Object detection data
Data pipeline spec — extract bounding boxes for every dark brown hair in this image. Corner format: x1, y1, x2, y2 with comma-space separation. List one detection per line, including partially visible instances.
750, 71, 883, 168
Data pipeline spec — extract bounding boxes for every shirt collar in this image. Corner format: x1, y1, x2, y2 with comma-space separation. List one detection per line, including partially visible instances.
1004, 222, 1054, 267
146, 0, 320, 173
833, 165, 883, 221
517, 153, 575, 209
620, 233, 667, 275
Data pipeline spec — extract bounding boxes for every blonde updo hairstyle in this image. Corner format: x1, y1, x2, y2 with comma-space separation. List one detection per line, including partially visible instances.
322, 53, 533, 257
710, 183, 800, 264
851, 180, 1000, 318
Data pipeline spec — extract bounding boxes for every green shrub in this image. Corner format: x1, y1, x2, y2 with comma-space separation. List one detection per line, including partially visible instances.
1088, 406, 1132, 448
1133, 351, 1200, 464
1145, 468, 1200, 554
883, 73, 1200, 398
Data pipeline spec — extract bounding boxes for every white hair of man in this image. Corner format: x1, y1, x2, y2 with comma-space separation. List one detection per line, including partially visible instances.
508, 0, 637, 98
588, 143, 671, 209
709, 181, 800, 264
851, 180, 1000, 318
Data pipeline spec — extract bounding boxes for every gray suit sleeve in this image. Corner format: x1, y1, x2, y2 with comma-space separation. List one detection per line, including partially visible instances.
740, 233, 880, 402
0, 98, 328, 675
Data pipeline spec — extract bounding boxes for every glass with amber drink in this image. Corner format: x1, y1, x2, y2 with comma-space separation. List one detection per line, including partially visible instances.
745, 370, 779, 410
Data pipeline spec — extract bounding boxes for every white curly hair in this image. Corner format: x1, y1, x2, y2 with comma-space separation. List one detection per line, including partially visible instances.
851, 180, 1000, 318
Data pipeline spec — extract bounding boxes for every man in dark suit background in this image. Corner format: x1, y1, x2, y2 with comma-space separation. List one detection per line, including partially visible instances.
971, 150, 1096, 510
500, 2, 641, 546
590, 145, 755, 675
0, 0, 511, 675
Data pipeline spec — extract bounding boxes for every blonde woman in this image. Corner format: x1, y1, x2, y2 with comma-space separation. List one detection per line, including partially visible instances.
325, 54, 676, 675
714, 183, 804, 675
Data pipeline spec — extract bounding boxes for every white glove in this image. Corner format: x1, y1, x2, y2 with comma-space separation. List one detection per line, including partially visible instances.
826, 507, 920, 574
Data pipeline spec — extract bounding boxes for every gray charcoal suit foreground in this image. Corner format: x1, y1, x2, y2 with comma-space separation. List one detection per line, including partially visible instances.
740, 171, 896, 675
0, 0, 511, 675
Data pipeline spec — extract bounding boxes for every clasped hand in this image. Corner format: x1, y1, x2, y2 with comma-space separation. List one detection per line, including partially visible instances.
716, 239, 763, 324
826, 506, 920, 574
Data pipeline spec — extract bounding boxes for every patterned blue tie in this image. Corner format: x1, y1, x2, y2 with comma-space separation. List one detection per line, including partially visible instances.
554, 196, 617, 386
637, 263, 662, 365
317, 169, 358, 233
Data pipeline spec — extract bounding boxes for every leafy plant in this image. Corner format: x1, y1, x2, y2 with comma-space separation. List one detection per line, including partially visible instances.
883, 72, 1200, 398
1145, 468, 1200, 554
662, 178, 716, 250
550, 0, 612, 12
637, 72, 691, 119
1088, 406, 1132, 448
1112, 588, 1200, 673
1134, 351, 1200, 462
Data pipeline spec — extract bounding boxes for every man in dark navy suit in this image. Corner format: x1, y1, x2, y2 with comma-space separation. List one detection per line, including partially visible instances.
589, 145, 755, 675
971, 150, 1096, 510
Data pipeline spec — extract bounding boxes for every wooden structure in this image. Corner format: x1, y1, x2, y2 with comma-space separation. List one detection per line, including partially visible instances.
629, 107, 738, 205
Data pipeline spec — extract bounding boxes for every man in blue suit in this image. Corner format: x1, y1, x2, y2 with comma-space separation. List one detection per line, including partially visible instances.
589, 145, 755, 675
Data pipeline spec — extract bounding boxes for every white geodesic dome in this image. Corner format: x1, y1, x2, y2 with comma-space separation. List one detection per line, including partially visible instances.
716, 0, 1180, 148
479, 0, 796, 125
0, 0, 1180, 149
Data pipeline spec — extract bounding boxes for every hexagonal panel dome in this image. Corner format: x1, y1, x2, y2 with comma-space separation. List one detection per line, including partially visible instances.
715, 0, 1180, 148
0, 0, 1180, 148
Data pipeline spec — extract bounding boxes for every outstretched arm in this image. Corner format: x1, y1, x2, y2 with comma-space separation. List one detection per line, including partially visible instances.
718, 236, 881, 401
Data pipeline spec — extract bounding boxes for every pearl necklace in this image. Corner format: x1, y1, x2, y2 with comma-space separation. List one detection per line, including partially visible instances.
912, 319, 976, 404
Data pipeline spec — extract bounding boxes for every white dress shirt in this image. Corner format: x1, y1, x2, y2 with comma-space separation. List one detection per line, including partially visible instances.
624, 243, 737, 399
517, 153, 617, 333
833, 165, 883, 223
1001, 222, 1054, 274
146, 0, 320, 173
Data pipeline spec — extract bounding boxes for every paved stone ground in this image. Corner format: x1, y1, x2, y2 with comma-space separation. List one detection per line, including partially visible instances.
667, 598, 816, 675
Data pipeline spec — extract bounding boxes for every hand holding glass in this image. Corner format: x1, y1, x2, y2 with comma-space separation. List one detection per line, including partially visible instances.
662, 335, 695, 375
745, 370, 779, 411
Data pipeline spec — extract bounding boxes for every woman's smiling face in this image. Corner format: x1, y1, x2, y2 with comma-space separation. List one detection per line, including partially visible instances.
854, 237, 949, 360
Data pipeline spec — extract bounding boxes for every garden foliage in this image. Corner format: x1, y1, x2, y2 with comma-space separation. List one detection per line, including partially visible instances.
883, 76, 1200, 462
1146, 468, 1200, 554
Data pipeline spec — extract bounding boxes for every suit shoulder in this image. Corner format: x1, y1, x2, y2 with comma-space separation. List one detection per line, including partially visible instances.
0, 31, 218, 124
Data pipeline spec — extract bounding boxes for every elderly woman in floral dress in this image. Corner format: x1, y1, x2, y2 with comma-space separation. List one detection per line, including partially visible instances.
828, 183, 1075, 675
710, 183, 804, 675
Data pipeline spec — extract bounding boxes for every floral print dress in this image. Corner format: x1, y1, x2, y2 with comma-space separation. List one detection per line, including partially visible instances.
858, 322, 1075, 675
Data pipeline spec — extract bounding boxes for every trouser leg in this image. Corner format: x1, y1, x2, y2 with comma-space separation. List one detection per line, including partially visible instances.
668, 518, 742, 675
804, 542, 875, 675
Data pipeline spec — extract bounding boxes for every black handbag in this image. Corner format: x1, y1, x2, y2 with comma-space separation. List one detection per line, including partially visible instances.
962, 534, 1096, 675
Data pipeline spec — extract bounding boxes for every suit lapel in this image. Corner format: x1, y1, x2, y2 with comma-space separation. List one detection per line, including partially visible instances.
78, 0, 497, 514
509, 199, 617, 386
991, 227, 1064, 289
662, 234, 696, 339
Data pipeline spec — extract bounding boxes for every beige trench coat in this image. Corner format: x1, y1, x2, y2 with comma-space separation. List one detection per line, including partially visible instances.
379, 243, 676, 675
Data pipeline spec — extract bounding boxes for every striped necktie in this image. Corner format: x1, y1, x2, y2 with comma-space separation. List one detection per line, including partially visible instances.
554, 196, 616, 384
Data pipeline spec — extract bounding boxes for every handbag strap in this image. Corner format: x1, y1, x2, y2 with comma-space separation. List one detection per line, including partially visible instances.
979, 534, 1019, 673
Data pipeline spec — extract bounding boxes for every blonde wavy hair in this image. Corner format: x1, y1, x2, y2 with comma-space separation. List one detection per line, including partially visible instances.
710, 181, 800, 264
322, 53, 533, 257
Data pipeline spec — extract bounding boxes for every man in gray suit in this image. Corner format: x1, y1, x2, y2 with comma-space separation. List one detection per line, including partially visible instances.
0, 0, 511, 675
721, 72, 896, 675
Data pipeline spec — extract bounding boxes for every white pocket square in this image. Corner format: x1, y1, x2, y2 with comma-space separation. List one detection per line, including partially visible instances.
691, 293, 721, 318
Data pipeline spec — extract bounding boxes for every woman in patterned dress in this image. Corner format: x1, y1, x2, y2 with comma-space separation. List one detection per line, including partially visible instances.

Directions> Starting at the line containing "Data pipeline spec — extract bounding boxes for every paved" and ending with the line containing "667, 598, 816, 675", rewrite those lines with "paved stone ground" renamed to "cobblestone pavement" and everything else left as it is.

Result>
Data pipeline spec — extract bounding boxes for every cobblestone pavement in this image. Corner format: x1, y1, x2, y2 with comma-space separation. List one detection per line, including partially visible instances.
667, 598, 816, 675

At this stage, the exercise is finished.